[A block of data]
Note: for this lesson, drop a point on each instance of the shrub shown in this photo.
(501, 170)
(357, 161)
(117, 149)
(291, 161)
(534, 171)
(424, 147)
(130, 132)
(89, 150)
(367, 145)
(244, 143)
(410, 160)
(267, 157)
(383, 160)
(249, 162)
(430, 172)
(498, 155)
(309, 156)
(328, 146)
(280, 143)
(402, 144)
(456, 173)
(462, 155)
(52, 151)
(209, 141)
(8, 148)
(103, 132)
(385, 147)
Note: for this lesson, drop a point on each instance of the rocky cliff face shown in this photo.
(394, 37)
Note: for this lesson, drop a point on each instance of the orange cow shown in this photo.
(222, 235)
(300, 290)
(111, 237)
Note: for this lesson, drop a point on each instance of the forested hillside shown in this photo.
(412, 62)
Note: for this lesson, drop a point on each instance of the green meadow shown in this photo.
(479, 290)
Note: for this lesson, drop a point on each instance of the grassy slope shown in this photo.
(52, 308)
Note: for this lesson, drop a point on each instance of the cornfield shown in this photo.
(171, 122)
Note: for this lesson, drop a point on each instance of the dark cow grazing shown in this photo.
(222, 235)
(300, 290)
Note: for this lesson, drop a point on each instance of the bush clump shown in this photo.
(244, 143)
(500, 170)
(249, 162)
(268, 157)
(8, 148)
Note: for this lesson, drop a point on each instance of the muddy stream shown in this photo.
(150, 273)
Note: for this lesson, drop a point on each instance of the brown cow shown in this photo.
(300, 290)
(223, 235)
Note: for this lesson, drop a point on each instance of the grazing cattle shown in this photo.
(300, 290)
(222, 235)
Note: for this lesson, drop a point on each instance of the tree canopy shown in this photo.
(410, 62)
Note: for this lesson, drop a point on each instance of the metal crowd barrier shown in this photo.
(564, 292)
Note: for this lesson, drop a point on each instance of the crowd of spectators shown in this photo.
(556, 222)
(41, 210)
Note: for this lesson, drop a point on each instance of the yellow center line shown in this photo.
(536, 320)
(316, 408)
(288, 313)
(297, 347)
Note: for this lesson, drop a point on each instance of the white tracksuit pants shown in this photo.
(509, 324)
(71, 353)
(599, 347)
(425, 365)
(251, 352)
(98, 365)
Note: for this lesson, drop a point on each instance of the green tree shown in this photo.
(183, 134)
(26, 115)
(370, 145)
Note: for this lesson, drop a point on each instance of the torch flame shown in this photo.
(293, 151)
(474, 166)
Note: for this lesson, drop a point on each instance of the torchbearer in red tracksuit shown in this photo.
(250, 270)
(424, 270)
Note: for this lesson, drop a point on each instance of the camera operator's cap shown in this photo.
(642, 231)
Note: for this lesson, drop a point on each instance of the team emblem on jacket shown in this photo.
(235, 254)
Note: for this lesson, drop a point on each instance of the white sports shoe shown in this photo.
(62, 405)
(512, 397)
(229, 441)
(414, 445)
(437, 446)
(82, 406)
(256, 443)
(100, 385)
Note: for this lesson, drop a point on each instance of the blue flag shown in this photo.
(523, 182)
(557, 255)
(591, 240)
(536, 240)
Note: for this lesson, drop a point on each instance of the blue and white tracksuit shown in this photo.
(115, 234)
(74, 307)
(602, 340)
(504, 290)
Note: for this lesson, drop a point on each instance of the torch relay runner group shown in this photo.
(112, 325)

Your task
Give the lines from the one containing "jacket shown in this photo." through the end of the entries again, exactly as written and with no other lines.

Final result
Note: for this lesson, drop a point on each instance of the team emblem on jacket shown in this photo.
(235, 254)
Note: for this lesson, drop a point on each instance of the white sports shoe shown in this photo.
(62, 405)
(512, 397)
(229, 441)
(414, 445)
(437, 446)
(82, 406)
(256, 443)
(100, 385)
Note: for this lesson, drop a point on each instance of the blue flag shown in this photo.
(523, 182)
(557, 255)
(591, 240)
(536, 240)
Note: for this lesson, drop a point on each instance of the blue and white tracksuit shown in this photo.
(115, 234)
(74, 307)
(602, 340)
(504, 290)
Note: for this lesson, drop a point on each instance of the torch relay runner group shown in this photo.
(112, 325)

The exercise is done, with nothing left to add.